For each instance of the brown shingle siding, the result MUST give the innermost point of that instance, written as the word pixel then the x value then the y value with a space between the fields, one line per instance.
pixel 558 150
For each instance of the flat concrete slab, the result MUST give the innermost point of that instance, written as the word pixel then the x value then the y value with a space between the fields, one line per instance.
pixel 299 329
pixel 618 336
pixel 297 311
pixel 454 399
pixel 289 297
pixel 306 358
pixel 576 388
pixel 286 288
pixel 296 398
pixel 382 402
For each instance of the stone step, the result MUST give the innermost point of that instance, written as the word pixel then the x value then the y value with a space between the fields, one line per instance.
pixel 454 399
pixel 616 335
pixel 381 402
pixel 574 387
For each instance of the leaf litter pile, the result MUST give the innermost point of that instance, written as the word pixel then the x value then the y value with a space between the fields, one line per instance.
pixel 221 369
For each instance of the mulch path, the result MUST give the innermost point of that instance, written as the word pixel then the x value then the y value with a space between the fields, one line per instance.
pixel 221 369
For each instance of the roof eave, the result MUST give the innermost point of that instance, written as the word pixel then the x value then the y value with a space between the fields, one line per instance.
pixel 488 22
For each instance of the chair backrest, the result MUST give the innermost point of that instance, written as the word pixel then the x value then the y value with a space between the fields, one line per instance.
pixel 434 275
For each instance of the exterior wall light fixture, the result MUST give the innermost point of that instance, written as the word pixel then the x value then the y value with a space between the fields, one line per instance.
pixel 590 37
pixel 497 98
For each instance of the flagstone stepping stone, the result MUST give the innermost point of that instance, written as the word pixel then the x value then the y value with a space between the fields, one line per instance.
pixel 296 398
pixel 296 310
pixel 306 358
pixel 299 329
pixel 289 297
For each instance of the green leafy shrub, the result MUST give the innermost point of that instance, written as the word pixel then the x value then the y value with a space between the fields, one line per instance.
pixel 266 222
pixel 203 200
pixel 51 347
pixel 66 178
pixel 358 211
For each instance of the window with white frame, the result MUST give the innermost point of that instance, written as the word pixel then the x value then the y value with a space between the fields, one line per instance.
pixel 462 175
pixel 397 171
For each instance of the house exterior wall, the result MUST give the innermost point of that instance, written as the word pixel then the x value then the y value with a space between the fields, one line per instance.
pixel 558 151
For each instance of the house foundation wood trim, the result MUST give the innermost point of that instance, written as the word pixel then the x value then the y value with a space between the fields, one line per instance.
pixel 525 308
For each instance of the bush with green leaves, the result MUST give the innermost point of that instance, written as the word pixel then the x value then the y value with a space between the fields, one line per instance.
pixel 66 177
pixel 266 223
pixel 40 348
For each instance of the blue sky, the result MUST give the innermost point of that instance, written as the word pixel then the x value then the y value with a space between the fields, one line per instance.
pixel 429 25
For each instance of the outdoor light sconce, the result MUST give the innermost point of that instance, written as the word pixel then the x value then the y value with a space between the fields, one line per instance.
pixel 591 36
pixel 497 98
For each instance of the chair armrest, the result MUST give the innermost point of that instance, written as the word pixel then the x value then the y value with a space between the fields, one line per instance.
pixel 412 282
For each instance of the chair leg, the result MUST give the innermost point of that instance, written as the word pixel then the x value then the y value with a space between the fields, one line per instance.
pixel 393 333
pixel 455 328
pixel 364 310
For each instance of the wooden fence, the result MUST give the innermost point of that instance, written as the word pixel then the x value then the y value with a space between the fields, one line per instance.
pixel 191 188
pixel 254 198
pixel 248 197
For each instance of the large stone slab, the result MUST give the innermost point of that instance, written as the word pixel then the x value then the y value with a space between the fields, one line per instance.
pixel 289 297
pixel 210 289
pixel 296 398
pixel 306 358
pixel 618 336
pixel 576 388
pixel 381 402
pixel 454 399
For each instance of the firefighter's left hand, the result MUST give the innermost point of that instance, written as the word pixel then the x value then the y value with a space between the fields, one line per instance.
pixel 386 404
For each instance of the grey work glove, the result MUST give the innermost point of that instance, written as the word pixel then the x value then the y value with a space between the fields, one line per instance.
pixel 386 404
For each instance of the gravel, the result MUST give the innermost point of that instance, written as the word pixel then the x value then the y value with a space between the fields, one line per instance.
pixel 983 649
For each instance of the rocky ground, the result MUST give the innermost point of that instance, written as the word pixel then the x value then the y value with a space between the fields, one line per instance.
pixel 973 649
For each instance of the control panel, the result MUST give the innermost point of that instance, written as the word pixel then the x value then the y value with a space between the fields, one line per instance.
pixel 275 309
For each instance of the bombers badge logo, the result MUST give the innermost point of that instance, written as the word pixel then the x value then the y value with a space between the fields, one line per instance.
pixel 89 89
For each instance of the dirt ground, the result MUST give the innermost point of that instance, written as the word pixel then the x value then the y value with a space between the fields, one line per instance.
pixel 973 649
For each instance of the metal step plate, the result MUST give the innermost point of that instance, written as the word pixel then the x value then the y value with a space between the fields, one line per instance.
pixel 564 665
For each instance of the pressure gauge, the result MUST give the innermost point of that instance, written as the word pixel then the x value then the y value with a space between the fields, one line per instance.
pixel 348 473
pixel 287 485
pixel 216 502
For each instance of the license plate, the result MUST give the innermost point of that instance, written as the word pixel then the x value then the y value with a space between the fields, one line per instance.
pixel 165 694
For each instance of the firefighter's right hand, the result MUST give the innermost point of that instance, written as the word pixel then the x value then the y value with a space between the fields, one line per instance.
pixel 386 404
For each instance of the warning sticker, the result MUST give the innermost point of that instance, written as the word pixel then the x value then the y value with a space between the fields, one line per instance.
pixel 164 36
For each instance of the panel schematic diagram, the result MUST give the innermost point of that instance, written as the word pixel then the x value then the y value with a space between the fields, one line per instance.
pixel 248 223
◆ ◆ ◆ ◆ ◆ ◆ ◆
▶ [Problem]:
Output all preceding records character for character.

▶ [Response to the exercise]:
For each instance of the brown shingle siding, the result MUST give the innermost point of that instance, written as the word pixel then the x value then the y value with a space between the fields, one line per instance.
pixel 558 150
For each instance of the flat concrete slab, the result MUST give the innermost point of that instance, written as the word pixel then the x value then the y value with a space between the fields, one line per instance.
pixel 299 329
pixel 618 336
pixel 297 311
pixel 454 399
pixel 289 297
pixel 306 358
pixel 576 388
pixel 286 288
pixel 296 398
pixel 382 402
For each instance of the stone step, the result MUST give the innermost point of that instance, written as the word pixel then the x value then the y value with a space between the fields, one line per instance.
pixel 454 399
pixel 616 335
pixel 381 402
pixel 574 387
For each instance of the leaf litter pile, the result MUST give the innermost point of that instance, written as the word pixel then the x value then the y value with a space between the fields, one line per instance.
pixel 221 369
For each instance of the mulch path, the result MUST give the innermost point of that instance, written as the word pixel then the x value then the y value with a space between the fields, one line per instance.
pixel 221 369
For each instance of the roof eave, the result MUST give the innermost point of that instance, written as the word pixel then the x value then the y value with a space between the fields, one line per instance.
pixel 488 22
For each instance of the chair backrest, the result MUST give the innermost point of that instance, written as the word pixel then the x value then the y value with a space between the fields, one line per instance.
pixel 434 275
For each instance of the exterior wall light fixture, the result MUST give the innermost point of that instance, written as the word pixel then the x value then the y value with a space between the fields, one line per instance.
pixel 590 37
pixel 497 98
For each instance of the flagstone stepping stone, the result MUST give the innermost point of that instance, written as the word pixel then the x value then the y value with a space between the fields, one line per instance.
pixel 296 398
pixel 296 310
pixel 306 358
pixel 299 329
pixel 289 297
For each instance of the green leafy shrub, the result MUST give the innermost point of that instance, written as the word pixel then the x value then the y value with a space between the fields, one line per instance.
pixel 266 222
pixel 203 200
pixel 51 347
pixel 66 178
pixel 358 211
For each instance of the window with white frame, the result MUST give the innermost point of that instance, written as the word pixel then the x value then the y value with a space between the fields, one line per instance.
pixel 462 175
pixel 397 171
For each instance of the house exterior wall, the result MUST give the innermost point of that instance, written as the word pixel then the x value then the y value with a space between the fields, one line per instance.
pixel 558 151
For each instance of the house foundation wood trim, the result MUST give the innermost point of that instance, written as the word pixel then the x value then the y value with a space between the fields, one line per instance.
pixel 525 308
For each instance of the bush with green leaves, the result MUST give the innermost point of that instance, written as the word pixel then the x value then the y value with a space between the fields, one line per instance.
pixel 66 177
pixel 266 223
pixel 40 348
For each instance of the blue sky, the result MUST give the innermost point of that instance, written as the word pixel then the x value then the y value with a space between the fields, one line per instance.
pixel 429 25
For each instance of the outdoor light sconce, the result MUST give the innermost point of that instance, written as the word pixel then the x value then the y value with a space between the fields, one line per instance.
pixel 591 36
pixel 497 98
For each instance of the chair armrest, the result MUST give the innermost point of that instance, written as the word pixel then the x value then the y value with a space between the fields, one line per instance.
pixel 412 282
For each instance of the chair leg, the result MUST give the innermost point of that instance, written as the word pixel then the x value then the y value with a space between the fields, one line per instance.
pixel 393 333
pixel 455 328
pixel 364 310
For each instance of the wooden fence, the result MUST give the innermost point of that instance, written as the word pixel then the x value then the y value with a space between the fields, one line per instance.
pixel 191 188
pixel 254 198
pixel 248 197
For each instance of the large stone slab, the result MUST give the innermost point of that instance, written as the word pixel then the x value then the y value with a space between the fields, one line per instance.
pixel 289 297
pixel 210 289
pixel 296 398
pixel 306 358
pixel 618 336
pixel 576 388
pixel 381 402
pixel 454 399
For each instance of the firefighter's left hand, the result MUST give the innermost point of that instance, written as the word pixel then the x value then the y value with a space between the fields, one line per instance.
pixel 386 404
For each instance of the grey work glove, the result MUST give the innermost point of that instance, written as the word pixel then the x value then the y value with a space between the fields, one line per instance.
pixel 386 404
For each instance of the gravel, the result MUST give the innermost point of that instance, written as the word pixel then the x value then the y value with a space between the fields, one line per instance.
pixel 983 649
For each instance of the rocky ground, the result MUST give the innermost point of that instance, written as the word pixel then the x value then the y value with a space between the fields, one line per instance.
pixel 973 649
For each instance of the control panel, the result MUST give the innermost point of that instance, written as the word pixel then the x value then the y value with a space between the fields, one line per instance.
pixel 275 309
For each instance of the bombers badge logo, the result MUST give the innermost point of that instance, written as the word pixel then the x value then the y value with a space between the fields, one line per instance.
pixel 89 89
For each instance of the dirt ground, the result MUST give the innermost point of that instance, written as the word pixel then the x value then the y value with a space between the fields, one line per instance.
pixel 973 649
For each instance of the metal step plate, the result MUST give the innermost point of that instance, written as the word pixel then the x value then the y value with a space between the fields, one line per instance.
pixel 564 665
For each instance of the pressure gauge, the result MUST give the innermost point of that instance, written as the word pixel then the x value then the y value with a space between the fields, one line per instance.
pixel 348 473
pixel 287 485
pixel 216 502
For each instance of the license plate, the result MUST give the innermost point of that instance, written as the word pixel then the x value then the y value with a space between the fields, one line per instance.
pixel 165 694
For each instance of the firefighter's right hand, the result MUST give the innermost point of that instance, written as the word pixel then the x value then the y value with a space between the fields, one line per instance.
pixel 386 404
For each instance of the warning sticker, the result MUST give the innermost point of that instance, written as the word pixel then the x value then the y value with a space between the fields, one line per instance.
pixel 164 36
For each instance of the panel schematic diagram, the result MUST give the innermost point of that instance, written as the word pixel then the x value then the y value with a space between the fields, one line per instance.
pixel 248 223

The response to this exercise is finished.